#### TEXT ####

MacCaLM 2019

We have had a fantastic year in 2019 at MacCaLM, with a busy schedule of seminars and events, as well as new leading researchers joining the team to contribute to our goal to find out how malfunctions in labour and financial markets contribute to macroeconomic failure. Find out more in our round up of the year and what you can expect from us in 2020.


One of the highlights of 2019 was the annual MacCaLM Summer Programme which took place from Monday 17th – Thursday 20th June at the University of Edinburgh. Featuring talks from MacCaLM Principle Investigator John Moore, David Miles (Imperil College London), Gabor Pinter & Angus Foulis (Bank of England) and Christina Romer & David Romer (Berkeley), the conference offered a unique perspective on defining economic issues such as income risk, employment mobility and the decline in the labour share.

We’re already planning the MacCaLM Summer Programme 2020, be sure to add the 15th – 18th June 2020 to your calendar and subscribe to our mail list to stay up to date.


Our 2019 series of research seminars started in January and continued throughout the year. Over 36 leading researchers in the field of macroeconomics visited MacCaLM HQ at the University of Edinburgh’s School of Economics in Scotland to present their latest papers.

#### RECORDED INFORMATION ####

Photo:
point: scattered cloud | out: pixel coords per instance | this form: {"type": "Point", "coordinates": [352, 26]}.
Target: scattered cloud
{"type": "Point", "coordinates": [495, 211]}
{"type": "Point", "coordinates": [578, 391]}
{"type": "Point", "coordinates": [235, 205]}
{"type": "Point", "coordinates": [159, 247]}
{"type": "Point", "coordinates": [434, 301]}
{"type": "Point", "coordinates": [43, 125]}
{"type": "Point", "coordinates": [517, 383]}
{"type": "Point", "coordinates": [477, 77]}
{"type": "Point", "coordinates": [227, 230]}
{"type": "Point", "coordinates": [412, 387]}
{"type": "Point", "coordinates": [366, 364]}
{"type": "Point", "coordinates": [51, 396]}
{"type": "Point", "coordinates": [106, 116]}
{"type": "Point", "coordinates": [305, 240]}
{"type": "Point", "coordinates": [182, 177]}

####

TASKS:
1. Print the passage of the MacCaLM 2019 review from "One of the highlights" to "up to date.", copied word for word.
2. In the MacCaLM 2019 review, on what dates is the MacCaLM Summer Programme 2020 planned?
3. Finish out the next part of the MacCaLM 2019 review, continuing from its last sentence.

ANSWERS BELOW:
1.
One of the highlights of 2019 was the annual MacCaLM Summer Programme which took place from Monday 17th – Thursday 20th June at the University of Edinburgh. Featuring talks from MacCaLM Principle Investigator John Moore, David Miles (Imperil College London), Gabor Pinter & Angus Foulis (Bank of England) and Christina Romer & David Romer (Berkeley), the conference offered a unique perspective on defining economic issues such as income risk, employment mobility and the decline in the labour share.

We’re already planning the MacCaLM Summer Programme 2020, be sure to add the 15th – 18th June 2020 to your calendar and subscribe to our mail list to stay up to date.

2. 15th – 18th June 2020

3.
Seminars were given by researchers from a range of institutions, including universities in the UK, Europe, China and the US and beyond. The series has given students and academics the opportunity to find out more about the latest research in macroeconomics and fostered project partnerships and collaboration across the globe.

Thank you to all of the excellent researchers who came to visit us and shared their research in 2019!

We already have a busy seminar schedule for the New Year, find out more or add some dates to your calendar.


In December 2019, John Moore and Nobuhiro Kiyotaki published their paper ‘Liquidity, Business Cycles, and Monetary Policy” in the Journal of Political Economy. This paper builds on Moore and Kiyotaki’s long collaboration on a new model of a monetary economy, and opens questions such as can the government be trusted more than the private sector? To what extent do future tax liabilities crowd out a private agent’s ability to issue credible promises to others?

View paper

New Faces

Our MacCaLM research team continued to grow in 2019, particularly among early career researchers (ECRs) in the field of macroeconomics.

We welcomed Dr Yulia Moiseeva (pictured, top left) as a new MacCaLM Annual Fellow in early 2019. She is an assistant professor at the University of St Andrews and completed her PhD in Edinburgh under the supervision of MacCaLM Investigator, Mike Elsby. Yulia’s research is exploring the interaction of credit and labour markets, with a focus on the impact of limited credit availability on firms’ labour demand policies.

The MacCaLM team were also delighted to welcome Axel Gottfries (pictured, bottom left) as an Annual Fellow. Axel joined the project in 2018 as a post-doctoral fellow after completing his PhD in Economics at the University of Cambridge with a research focus on macroeconomics, labour economics and economic theory. Axel is co-author of MacCaLM Investigator, Mike Elsby, and recently presented their new work ‘Firm Dynamics, On-The-Job Search and Labour Market Fluctuations’ at the National Bureau of Economic Research’s Macro Perspectives Conference in July 2019.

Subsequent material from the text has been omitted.